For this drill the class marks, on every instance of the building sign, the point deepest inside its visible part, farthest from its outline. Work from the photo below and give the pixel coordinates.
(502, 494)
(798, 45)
**********
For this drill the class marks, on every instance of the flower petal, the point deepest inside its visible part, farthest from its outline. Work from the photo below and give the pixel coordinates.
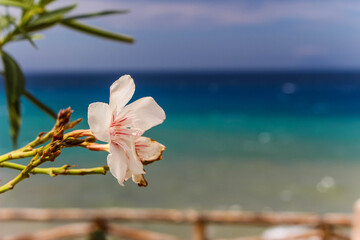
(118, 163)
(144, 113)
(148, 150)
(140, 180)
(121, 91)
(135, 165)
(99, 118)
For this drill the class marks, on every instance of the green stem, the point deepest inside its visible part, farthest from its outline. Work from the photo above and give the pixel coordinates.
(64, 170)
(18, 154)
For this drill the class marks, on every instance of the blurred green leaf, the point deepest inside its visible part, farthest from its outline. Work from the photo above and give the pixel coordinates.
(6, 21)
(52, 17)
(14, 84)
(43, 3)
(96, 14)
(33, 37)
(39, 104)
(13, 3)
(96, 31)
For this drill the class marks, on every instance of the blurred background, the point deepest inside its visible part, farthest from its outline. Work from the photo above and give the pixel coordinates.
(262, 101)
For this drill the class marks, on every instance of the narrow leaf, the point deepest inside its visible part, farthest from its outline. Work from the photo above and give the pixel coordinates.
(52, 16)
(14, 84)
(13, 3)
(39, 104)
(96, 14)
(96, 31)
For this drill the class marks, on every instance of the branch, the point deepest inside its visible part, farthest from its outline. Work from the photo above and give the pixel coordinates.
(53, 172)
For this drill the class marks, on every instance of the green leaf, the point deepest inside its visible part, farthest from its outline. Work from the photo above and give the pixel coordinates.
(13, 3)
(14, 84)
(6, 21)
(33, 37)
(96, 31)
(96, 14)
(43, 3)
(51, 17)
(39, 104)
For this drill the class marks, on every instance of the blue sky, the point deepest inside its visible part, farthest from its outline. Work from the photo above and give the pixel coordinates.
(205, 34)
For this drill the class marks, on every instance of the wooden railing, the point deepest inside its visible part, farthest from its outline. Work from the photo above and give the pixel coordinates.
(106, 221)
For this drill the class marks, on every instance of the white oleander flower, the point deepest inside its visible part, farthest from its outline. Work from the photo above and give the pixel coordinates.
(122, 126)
**********
● **PROBLEM DETAILS**:
Pick out every line of the data above that contains the word "flower" and copy each such line in full. Treat uppercase and lowercase letters as different.

● **REPLY**:
For this drill the class marks, on every instance of the flower petal, the point deepest inside its visible part, farthest from its outline. Work from the photo below and give the pixel coordinates.
For this drill the class marks, on every instance of the white oleander flower, the point deepest inside its visible part, farthest from its outline. Work from the photo above and give the pixel coordinates.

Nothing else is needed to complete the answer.